Joyce Yu-Jean Lee is an artist who works in video installation, photography and performance. She has a M.F.A. from the Maryland Institute College of Art (MICA) and a B.A. from the University of Pennsylvania. Before art school, she worked as the Programming & Art Director for International Arts Movement in New York, NY. She has shown at Connersmith Contemporary and Hamiltonian Gallery in D.C.; Arlington Arts Center, VA; Westchester Arts, White Plains, and has an upcoming exhibition at Pelham Art Center, NY which opens on January 23, 2015. Joyce teaches at Fashion Institute of Technology and New Jersey City University. She serves as a trustee for The Contemporary Museum in Baltimore, and Christians in the Visual Arts (CIVA), and is the recipient of a 2013 Franklin Furnace Fund Grant.
The search for illumination—be it physical, intellectual, or spiritual—is a universal pursuit. In her search, Joyce Yu-Jean Lee creates video installations, photographs, and performances that examine how various societies have historically depicted concepts of enlightenment. She projects life-size video animations onto walls, floors, and into corners, transcribing pictorial space into three-dimensions. Currently, she is experimenting with various projection surfaces: mounds of piled sand on the floor, large inflated weather balloons, and a custom circular screen to project video in the round. Joyce integrates these materials with their architectural environment to produce an immersive viewing experience. Curious about how the act of seeing is transformed by technology, her video work slows down viewers causing them to contemplate quiet moments they might otherwise miss.

+ + + + +

= Job 1 =
Count how many lines of the entries contain the string "porch", treating uppercase and lowercase as different. Reply with the number alone.

+ + + + +

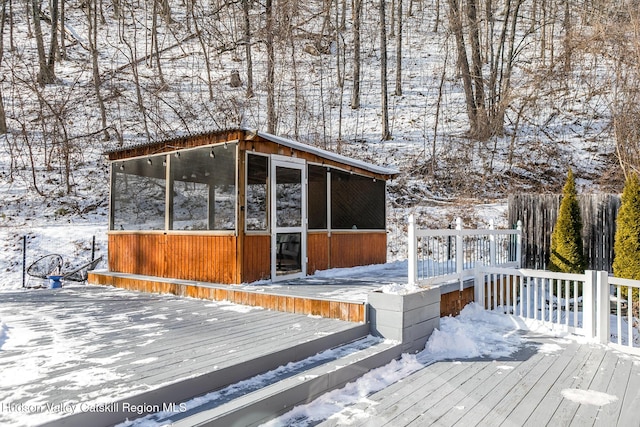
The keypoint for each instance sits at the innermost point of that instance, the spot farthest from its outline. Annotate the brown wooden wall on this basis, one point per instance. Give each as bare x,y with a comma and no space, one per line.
191,257
452,303
361,248
256,262
317,251
349,311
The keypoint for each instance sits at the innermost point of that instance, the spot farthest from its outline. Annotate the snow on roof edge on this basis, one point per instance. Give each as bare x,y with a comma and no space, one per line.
282,141
324,153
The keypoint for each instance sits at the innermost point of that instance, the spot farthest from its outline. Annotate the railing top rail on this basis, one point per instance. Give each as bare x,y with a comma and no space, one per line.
526,272
465,232
624,282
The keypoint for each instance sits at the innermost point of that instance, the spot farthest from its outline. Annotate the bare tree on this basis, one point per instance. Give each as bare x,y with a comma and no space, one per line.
271,107
486,98
3,116
203,46
399,52
355,94
92,19
386,133
46,73
247,46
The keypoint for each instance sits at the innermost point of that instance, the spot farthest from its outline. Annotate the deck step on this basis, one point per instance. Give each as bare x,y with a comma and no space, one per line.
268,402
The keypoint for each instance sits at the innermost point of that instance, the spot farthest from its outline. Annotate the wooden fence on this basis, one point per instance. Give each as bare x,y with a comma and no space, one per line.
538,213
583,304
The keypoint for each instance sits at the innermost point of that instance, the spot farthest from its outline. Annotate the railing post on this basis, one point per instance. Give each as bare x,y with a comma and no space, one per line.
492,244
588,305
459,253
603,307
24,261
412,256
478,285
519,244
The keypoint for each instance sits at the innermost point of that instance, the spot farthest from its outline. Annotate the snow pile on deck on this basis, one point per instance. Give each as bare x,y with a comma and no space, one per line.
474,333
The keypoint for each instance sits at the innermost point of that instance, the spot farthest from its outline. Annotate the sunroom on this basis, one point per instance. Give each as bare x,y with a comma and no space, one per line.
236,206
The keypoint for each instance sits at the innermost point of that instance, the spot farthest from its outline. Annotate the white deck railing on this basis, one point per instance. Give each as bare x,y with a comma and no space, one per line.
589,304
438,256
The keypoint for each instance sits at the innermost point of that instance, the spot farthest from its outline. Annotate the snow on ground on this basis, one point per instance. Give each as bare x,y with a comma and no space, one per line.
588,397
474,333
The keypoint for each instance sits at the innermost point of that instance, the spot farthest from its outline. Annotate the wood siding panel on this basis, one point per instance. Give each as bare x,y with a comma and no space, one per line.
189,257
453,302
353,249
317,251
256,263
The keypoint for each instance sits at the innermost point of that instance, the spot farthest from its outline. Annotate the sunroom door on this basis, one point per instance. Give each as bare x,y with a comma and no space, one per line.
288,222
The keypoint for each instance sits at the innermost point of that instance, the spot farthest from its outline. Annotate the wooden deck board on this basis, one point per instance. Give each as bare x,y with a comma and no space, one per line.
618,386
551,399
461,388
140,341
566,409
587,414
631,403
527,391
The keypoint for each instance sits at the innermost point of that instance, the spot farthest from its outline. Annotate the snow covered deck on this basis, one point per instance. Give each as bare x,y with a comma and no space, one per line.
82,348
548,381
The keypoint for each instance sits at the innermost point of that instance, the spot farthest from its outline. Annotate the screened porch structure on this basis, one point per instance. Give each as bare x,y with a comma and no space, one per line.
236,206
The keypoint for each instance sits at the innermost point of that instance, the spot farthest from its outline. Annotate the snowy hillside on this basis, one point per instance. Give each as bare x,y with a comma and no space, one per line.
167,68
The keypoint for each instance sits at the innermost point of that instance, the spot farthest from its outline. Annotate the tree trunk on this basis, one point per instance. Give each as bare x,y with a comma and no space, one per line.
355,94
154,41
53,46
482,128
43,71
399,51
271,107
386,133
455,19
247,41
203,46
92,15
3,116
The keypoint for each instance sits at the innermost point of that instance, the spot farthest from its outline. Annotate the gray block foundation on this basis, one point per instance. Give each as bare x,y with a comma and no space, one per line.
409,319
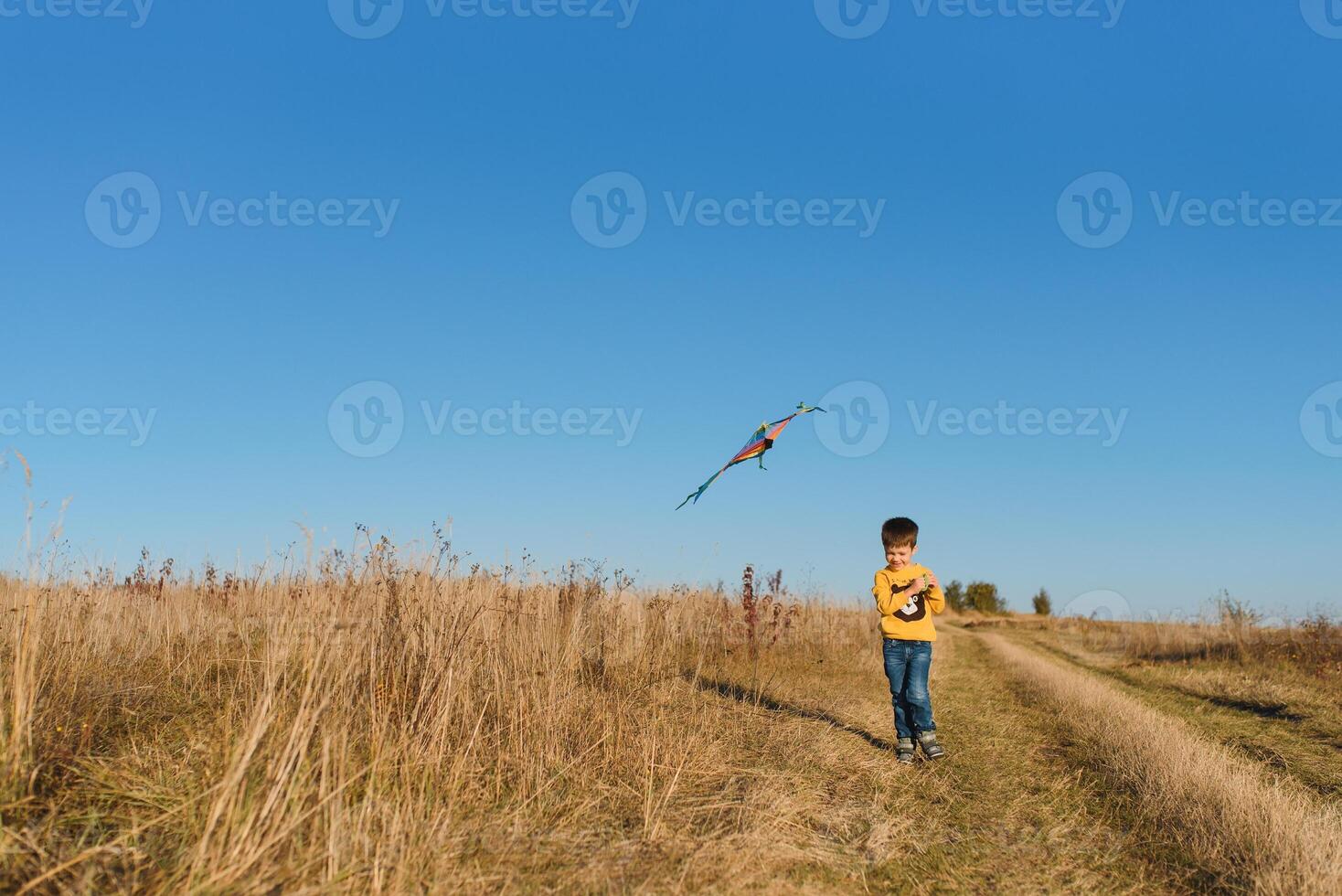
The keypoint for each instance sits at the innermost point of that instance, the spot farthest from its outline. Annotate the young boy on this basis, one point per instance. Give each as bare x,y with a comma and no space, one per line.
908,594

+ + + + +

= Job 2 =
Continue the text about the artist Joyce Yu-Jean Lee, starting after its last sentence.

= Written answer 1 =
1

= Written answer 2 =
Joyce also makes digital photographs of illuminated spaces: cast light, shadows, and various light phenomena—both natural and artificial. These formal studies capture fleeting, visually arresting moments of physical light. Her performances are designed and choreographed around how technology mediates consumer behavior and worldviews. Often taking form as public research projects, this work sets up specific scenarios within which to interact and dialogue with live participants. These video installation-based performances function as visual ethnography—reconsidering traditional narratives in contemporary hybrid contexts.